» **Instructions to follow**: Turn every row below into a Markdown table with two columns, Number and Text. Number the rows in order and leave out any blank lines.

» **Provided information**:
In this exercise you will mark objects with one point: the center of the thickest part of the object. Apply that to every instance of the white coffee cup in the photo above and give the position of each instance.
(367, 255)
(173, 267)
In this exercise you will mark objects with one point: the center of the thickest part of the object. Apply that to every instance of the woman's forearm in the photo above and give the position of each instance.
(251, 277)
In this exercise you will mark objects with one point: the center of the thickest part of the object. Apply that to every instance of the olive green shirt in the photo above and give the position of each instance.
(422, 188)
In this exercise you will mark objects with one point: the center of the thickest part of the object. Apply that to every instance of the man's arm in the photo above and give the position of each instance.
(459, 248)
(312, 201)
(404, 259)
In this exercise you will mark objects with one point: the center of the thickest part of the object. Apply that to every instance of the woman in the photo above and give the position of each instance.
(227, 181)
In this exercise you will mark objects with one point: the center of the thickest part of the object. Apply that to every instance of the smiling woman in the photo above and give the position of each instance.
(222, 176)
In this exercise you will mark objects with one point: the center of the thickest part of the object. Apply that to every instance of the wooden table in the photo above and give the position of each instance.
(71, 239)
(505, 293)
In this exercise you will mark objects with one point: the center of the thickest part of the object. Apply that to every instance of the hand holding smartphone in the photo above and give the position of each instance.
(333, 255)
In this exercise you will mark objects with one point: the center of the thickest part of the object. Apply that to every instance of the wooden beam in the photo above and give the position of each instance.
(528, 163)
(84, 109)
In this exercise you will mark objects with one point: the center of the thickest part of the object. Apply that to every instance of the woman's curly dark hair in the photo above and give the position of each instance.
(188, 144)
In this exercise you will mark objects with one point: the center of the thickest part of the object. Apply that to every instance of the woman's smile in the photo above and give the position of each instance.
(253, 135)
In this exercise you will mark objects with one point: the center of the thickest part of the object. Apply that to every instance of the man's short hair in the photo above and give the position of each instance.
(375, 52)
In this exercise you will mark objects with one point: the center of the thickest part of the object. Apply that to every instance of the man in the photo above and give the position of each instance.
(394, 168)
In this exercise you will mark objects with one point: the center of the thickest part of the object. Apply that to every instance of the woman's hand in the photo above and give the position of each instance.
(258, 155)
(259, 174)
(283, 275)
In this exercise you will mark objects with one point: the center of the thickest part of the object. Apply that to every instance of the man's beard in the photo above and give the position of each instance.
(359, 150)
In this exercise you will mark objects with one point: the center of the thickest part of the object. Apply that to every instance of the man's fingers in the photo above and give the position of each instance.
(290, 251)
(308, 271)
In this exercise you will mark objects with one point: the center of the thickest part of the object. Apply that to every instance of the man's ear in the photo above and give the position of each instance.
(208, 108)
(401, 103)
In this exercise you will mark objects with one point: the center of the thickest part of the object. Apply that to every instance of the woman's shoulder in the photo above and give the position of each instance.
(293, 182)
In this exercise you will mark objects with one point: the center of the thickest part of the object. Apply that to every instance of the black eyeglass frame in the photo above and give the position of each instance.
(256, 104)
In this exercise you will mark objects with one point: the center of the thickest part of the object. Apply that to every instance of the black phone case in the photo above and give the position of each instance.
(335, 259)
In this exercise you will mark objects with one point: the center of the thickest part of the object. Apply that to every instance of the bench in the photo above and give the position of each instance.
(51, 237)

» **Solution for this problem**:
| Number | Text |
|---|---|
| 1 | In this exercise you will mark objects with one point: the center of the thickest part of the object. Apply that to every instance of the white coffee cup in the photo above and give the position of each instance. |
| 2 | (367, 255) |
| 3 | (173, 267) |
| 4 | In this exercise you will mark objects with one point: the center of the thickest part of the object. Apply that to every instance of the woman's forearm in the photo above and give the position of each instance. |
| 5 | (251, 277) |
| 6 | In this exercise you will mark objects with one point: the center of the thickest part of the object. Apply that to every instance of the olive green shirt in the photo above and give the position of each instance. |
| 7 | (422, 188) |
| 8 | In this exercise you will mark objects with one point: the center of the thickest part of the object. Apply that to every instance of the man's arm in the photo above and give the position of each instance. |
| 9 | (459, 248) |
| 10 | (312, 201) |
| 11 | (404, 259) |
| 12 | In this exercise you will mark objects with one point: the center of the thickest part of the object. Apply that to every instance of the woman in the photo above and give the position of each instance. |
| 13 | (227, 181) |
| 14 | In this exercise you will mark objects with one point: the center of the thickest part of the object. Apply that to every instance of the smiling woman in the photo above and give the position of each instance. |
| 15 | (222, 176) |
| 16 | In this exercise you will mark objects with one point: the center of the thickest part of the object. Apply that to every instance of the wooden table in the photo above and give the position of each instance. |
| 17 | (71, 239) |
| 18 | (505, 293) |
| 19 | In this exercise you will mark objects with one point: the center of the thickest part of the object. Apply that to every instance of the hand holding smartphone in the photo above and give the position of each instance. |
| 20 | (333, 255) |
| 21 | In this exercise you will mark objects with one point: the center of the thickest part of the object. Apply that to every instance of the wooden beam in the photo above and give the position of each instance. |
| 22 | (528, 163) |
| 23 | (84, 109) |
| 24 | In this exercise you will mark objects with one point: the center of the thickest part of the object. Apply that to every instance of the woman's curly dark hair in the photo above and give the position of each instance. |
| 25 | (188, 144) |
| 26 | In this exercise you will mark objects with one point: the center of the thickest part of the object. Apply that to every instance of the woman's smile in the photo above and give the position of each instance. |
| 27 | (253, 135) |
| 28 | In this exercise you will mark objects with one point: the center of the thickest part of the object. Apply that to every instance of the man's short hair in the photo above and give the position of each instance. |
| 29 | (375, 52) |
| 30 | In this exercise you will mark objects with one point: the center of the thickest part of the object. Apply that to every instance of the man in the photo above and give the position of each instance. |
| 31 | (394, 168) |
| 32 | In this exercise you will mark objects with one point: the center of the thickest part of the object. Apply that to every instance of the woman's hand in the photo above and give the position of each instance. |
| 33 | (258, 155) |
| 34 | (259, 174) |
| 35 | (283, 275) |
| 36 | In this exercise you will mark objects with one point: the center of the thickest part of the object. Apply that to every instance of the man's beard in the photo above and give the position of each instance. |
| 37 | (359, 150) |
| 38 | In this exercise you will mark objects with one point: the center of the thickest part of the object. Apply that to every instance of the man's fingers in the photo above and give the position of each instance. |
| 39 | (290, 251) |
| 40 | (308, 271) |
| 41 | In this exercise you will mark objects with one point: the center of the thickest part of the object. Apply that to every instance of the man's ear in the photo above and give the position of each instance. |
| 42 | (208, 108) |
| 43 | (401, 103) |
| 44 | In this exercise you will mark objects with one point: the center of the thickest part of the object. Apply that to every instance of the woman's shoulder in the photo above and give the position of each instance. |
| 45 | (293, 182) |
| 46 | In this exercise you will mark objects with one point: the center of the thickest part of the object. Apply that to every instance of the black eyeglass frame in the photo above and give the position of each instance. |
| 47 | (256, 104) |
| 48 | In this exercise you will mark objects with one point: the center of the thickest part of the object. Apply that to every instance of the black phone case in the photo above and give the position of each instance. |
| 49 | (335, 259) |
| 50 | In this exercise you will mark objects with one point: the center of the thickest part of the object. Apply that to every instance of the bench in the photo above and give the position of each instance. |
| 51 | (51, 237) |